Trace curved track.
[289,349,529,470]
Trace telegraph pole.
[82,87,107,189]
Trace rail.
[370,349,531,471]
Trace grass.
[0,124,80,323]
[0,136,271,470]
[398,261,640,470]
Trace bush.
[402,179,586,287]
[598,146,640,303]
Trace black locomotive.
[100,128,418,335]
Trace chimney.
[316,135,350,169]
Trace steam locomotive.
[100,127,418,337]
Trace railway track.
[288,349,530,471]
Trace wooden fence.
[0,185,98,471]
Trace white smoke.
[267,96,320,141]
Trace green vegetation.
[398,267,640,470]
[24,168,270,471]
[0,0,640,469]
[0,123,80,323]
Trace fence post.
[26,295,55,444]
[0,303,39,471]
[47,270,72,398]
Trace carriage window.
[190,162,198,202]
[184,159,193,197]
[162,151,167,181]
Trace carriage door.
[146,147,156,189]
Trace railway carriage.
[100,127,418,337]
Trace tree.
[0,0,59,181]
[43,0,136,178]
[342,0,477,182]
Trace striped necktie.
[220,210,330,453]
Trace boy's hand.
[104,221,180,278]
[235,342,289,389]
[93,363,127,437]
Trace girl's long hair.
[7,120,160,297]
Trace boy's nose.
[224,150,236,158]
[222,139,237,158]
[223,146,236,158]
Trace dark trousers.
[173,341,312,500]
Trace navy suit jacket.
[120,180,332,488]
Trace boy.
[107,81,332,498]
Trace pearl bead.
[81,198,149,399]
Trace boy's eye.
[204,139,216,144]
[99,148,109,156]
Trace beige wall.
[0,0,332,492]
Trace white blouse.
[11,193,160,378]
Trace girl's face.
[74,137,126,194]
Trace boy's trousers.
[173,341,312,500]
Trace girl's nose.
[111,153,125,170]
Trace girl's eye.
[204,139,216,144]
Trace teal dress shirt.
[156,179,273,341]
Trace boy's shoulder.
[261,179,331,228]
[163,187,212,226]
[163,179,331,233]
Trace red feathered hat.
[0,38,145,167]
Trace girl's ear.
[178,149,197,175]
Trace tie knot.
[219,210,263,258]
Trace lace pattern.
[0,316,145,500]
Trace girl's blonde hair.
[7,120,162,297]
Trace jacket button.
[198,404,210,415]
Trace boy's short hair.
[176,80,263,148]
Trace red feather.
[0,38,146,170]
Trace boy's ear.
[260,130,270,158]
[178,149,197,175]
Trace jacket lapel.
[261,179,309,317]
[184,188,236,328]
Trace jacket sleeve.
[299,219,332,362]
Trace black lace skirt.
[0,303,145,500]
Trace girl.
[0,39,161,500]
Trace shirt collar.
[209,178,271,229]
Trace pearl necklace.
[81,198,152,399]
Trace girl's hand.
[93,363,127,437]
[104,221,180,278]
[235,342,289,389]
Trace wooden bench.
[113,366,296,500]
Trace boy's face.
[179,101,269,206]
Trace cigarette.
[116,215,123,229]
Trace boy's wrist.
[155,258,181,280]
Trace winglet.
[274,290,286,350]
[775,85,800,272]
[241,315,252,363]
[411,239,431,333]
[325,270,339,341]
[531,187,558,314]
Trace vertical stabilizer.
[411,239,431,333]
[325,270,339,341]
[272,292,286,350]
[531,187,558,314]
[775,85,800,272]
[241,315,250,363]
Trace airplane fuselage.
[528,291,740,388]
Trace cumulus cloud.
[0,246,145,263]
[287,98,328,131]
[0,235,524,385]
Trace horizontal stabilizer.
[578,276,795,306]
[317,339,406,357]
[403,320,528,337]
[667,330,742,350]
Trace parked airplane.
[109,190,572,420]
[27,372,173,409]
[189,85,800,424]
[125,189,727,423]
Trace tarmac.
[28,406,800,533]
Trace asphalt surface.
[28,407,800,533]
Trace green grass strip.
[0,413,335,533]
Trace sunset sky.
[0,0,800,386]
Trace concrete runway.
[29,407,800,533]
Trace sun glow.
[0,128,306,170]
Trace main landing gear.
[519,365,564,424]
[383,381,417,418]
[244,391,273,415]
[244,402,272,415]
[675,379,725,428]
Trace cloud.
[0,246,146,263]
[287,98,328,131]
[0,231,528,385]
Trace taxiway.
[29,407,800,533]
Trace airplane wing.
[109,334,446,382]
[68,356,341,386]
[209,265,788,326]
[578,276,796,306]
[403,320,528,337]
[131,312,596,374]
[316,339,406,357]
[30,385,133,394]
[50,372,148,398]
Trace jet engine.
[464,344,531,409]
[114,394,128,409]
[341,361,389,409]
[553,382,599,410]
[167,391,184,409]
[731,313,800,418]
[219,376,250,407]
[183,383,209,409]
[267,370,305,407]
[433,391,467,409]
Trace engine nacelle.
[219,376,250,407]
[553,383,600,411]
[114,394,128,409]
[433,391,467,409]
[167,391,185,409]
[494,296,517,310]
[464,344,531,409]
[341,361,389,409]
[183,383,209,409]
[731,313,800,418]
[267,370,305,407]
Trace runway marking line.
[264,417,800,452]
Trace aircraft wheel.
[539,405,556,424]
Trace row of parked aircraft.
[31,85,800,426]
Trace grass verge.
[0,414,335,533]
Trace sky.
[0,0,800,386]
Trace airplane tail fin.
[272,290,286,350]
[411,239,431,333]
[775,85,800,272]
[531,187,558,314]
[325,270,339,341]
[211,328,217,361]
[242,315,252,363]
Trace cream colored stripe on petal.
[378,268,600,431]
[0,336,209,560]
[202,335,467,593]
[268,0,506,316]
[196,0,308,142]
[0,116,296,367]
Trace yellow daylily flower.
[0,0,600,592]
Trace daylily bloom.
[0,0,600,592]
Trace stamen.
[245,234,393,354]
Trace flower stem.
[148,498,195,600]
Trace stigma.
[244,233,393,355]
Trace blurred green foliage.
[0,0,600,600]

------

*DIRECTIONS*: Set down the material as it stands, from its first line through the line holding "[146,147,156,189]", both included.

*TASK RESPONSE*:
Trace curved track.
[289,349,529,470]
Trace telegraph pole.
[82,87,107,189]
Trace rail.
[370,349,531,471]
Trace grass.
[0,124,80,323]
[0,136,271,470]
[398,261,640,470]
Trace bush.
[402,179,586,287]
[598,146,640,303]
Trace black locomotive.
[100,128,418,335]
Trace chimney.
[316,135,350,169]
Trace steam locomotive.
[100,127,418,337]
Trace railway track.
[288,349,530,471]
Trace wooden fence.
[0,185,98,471]
Trace white smoke.
[267,96,320,141]
Trace green vegetation.
[398,267,640,470]
[24,168,270,471]
[0,0,640,469]
[0,123,80,323]
Trace fence post.
[26,295,55,444]
[0,303,39,471]
[47,270,72,398]
Trace carriage window.
[190,162,198,202]
[184,159,193,197]
[162,151,167,181]
Trace carriage door.
[146,147,156,189]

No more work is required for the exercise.